══ MATERIAL PROVIDED
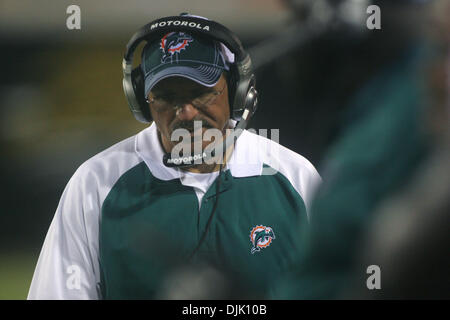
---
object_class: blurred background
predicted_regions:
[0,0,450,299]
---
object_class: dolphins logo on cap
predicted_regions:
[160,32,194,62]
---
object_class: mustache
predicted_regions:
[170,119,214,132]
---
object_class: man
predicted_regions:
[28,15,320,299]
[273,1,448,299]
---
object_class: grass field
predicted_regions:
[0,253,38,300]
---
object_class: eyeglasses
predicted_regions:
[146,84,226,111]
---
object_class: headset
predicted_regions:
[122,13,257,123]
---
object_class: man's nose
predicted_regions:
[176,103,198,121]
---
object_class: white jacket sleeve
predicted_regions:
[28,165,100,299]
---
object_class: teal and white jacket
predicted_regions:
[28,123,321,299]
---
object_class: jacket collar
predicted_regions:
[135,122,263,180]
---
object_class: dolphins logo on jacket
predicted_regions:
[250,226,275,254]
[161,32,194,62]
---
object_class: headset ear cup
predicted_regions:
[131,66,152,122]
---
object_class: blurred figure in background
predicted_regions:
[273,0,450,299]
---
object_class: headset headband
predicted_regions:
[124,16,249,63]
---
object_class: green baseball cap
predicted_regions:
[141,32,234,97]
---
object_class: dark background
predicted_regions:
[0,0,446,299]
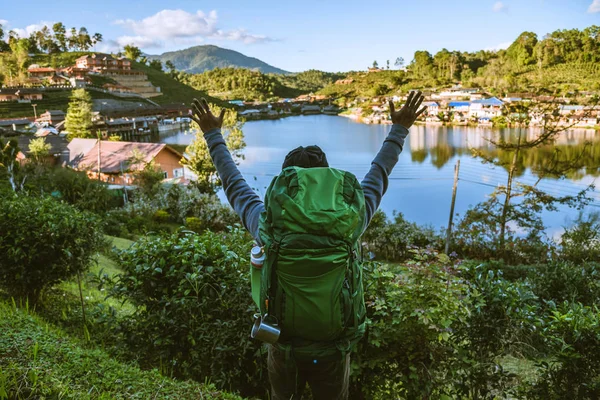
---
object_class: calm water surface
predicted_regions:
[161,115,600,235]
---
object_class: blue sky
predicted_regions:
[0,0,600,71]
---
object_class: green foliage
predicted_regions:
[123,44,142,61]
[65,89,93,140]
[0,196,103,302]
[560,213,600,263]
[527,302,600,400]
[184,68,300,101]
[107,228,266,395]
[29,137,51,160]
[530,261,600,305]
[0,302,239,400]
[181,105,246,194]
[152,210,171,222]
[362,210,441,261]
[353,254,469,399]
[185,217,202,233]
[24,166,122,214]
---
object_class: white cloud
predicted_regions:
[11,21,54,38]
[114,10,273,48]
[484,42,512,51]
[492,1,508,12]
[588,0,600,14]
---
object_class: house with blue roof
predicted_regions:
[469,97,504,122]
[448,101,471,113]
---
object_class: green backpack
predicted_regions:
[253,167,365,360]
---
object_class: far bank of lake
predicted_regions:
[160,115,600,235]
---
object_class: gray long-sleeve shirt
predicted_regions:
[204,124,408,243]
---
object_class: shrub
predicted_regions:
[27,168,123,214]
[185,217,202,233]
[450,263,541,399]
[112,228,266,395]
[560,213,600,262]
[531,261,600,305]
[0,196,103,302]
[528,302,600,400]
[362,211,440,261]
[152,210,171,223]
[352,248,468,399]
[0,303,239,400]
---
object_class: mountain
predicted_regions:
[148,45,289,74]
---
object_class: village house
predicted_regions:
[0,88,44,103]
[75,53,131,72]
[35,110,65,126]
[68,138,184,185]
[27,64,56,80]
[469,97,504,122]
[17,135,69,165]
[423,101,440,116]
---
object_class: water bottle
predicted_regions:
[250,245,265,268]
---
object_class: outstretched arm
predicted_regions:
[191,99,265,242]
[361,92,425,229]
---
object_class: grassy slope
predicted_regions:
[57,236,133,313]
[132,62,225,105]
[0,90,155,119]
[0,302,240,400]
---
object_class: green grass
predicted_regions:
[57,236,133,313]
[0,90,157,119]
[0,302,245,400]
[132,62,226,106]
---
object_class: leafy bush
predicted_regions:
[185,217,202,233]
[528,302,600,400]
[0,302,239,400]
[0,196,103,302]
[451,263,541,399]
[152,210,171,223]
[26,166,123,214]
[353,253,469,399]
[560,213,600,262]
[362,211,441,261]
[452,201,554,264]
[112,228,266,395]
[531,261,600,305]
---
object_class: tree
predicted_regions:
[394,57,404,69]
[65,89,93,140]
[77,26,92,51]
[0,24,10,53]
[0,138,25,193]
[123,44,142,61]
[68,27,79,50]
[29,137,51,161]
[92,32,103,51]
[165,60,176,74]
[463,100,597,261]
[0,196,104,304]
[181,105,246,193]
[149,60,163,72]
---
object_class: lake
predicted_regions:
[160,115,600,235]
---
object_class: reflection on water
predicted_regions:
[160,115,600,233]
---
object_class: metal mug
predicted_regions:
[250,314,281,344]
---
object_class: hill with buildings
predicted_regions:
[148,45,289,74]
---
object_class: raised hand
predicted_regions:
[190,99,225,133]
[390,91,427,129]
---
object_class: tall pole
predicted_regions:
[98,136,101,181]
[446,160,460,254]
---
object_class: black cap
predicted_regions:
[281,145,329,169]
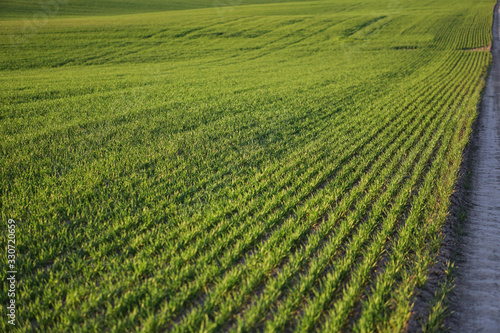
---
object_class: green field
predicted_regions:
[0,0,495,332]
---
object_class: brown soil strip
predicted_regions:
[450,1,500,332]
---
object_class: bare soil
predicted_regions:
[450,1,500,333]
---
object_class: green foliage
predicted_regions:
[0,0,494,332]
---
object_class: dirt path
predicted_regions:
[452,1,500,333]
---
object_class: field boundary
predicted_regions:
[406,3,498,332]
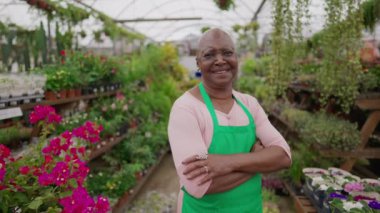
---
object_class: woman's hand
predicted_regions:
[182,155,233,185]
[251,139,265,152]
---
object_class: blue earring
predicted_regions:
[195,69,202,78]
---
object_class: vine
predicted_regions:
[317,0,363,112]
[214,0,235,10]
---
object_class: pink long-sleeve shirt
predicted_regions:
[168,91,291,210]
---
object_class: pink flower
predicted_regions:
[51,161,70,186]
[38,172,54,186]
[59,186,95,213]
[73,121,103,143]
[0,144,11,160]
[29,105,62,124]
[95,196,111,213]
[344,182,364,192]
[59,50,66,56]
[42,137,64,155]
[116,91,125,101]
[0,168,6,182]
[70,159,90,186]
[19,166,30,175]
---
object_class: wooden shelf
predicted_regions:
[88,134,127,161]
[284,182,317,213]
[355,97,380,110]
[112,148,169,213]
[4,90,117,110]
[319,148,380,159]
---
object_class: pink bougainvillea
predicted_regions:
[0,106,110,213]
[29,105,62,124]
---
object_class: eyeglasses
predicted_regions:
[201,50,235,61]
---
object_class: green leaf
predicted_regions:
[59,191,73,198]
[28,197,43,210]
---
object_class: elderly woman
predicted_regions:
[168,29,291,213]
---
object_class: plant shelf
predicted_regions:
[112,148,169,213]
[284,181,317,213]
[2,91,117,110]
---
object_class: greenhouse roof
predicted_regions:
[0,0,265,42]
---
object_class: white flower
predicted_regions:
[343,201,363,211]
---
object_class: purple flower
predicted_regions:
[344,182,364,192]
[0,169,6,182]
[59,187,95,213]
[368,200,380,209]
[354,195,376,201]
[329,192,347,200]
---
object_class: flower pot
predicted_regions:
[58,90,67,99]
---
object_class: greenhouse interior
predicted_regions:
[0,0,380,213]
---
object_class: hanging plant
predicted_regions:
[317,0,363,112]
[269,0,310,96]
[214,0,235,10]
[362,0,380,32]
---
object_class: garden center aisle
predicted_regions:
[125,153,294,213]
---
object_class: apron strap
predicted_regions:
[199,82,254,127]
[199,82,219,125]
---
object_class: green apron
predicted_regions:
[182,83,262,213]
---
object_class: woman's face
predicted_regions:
════
══ MATERIAL PROVIDED
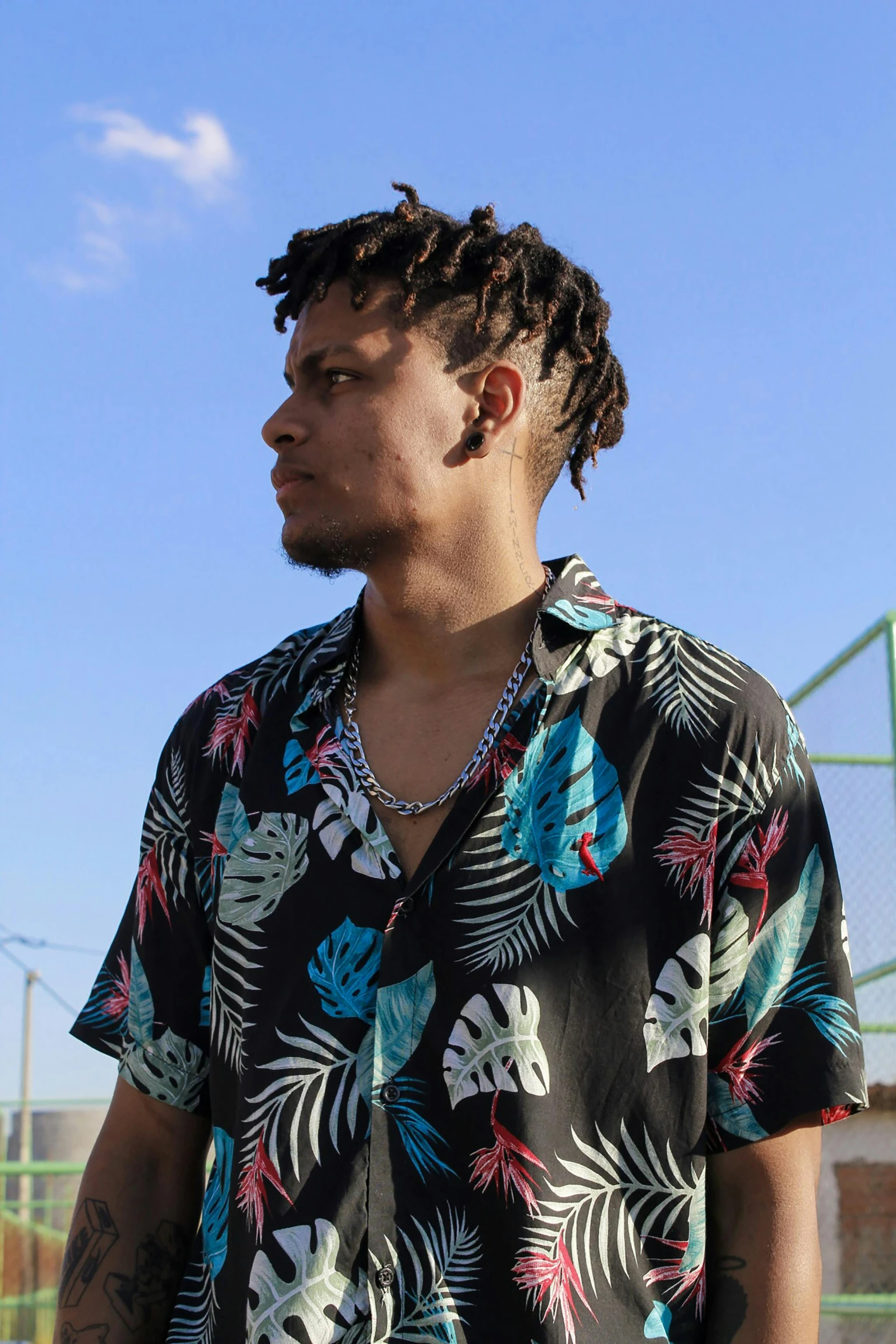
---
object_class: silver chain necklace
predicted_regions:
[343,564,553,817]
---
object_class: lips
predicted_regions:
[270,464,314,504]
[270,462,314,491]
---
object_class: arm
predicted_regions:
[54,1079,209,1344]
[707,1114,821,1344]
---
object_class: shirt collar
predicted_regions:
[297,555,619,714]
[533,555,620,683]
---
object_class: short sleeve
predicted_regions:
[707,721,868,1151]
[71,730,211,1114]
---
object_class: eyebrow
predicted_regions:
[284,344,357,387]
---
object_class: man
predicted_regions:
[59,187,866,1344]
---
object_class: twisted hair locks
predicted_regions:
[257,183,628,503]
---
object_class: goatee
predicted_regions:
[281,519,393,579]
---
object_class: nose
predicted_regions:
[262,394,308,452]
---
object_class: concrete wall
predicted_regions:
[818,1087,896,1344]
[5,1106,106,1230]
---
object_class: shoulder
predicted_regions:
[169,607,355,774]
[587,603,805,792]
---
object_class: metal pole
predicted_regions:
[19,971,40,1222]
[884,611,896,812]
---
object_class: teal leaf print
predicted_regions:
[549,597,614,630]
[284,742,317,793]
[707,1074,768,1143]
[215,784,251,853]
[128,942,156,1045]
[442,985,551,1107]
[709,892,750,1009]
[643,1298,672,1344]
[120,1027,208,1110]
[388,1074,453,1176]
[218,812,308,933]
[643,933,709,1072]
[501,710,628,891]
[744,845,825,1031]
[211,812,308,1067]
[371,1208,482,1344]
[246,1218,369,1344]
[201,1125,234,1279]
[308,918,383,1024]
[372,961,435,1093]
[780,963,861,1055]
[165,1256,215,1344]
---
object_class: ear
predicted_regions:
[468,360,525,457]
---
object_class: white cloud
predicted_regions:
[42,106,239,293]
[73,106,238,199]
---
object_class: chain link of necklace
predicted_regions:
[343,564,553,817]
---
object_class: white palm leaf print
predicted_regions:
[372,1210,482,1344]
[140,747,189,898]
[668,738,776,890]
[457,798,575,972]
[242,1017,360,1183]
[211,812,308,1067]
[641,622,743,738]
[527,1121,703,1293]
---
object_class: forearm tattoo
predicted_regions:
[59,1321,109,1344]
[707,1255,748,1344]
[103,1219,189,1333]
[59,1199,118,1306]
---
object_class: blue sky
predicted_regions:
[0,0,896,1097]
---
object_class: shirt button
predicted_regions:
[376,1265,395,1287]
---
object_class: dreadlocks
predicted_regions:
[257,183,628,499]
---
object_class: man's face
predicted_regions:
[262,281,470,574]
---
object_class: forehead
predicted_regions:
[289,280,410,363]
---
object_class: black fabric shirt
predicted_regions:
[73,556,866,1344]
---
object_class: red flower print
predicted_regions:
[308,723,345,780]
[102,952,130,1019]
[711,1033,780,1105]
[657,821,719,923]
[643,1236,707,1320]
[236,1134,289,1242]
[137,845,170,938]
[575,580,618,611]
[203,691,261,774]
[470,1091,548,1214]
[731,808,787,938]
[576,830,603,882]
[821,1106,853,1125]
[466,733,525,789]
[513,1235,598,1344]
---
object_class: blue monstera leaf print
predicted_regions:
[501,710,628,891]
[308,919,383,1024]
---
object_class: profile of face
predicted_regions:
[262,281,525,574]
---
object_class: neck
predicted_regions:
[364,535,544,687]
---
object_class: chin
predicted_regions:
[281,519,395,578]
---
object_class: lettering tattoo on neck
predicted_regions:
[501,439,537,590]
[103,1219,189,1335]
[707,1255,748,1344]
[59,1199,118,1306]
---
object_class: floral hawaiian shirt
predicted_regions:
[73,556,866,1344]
════
▸ **PROBLEM TO WORK ON**
Give only the number of lines in the data above that contain the string "shirt", where case counts.

▸ **THE ANSWER**
6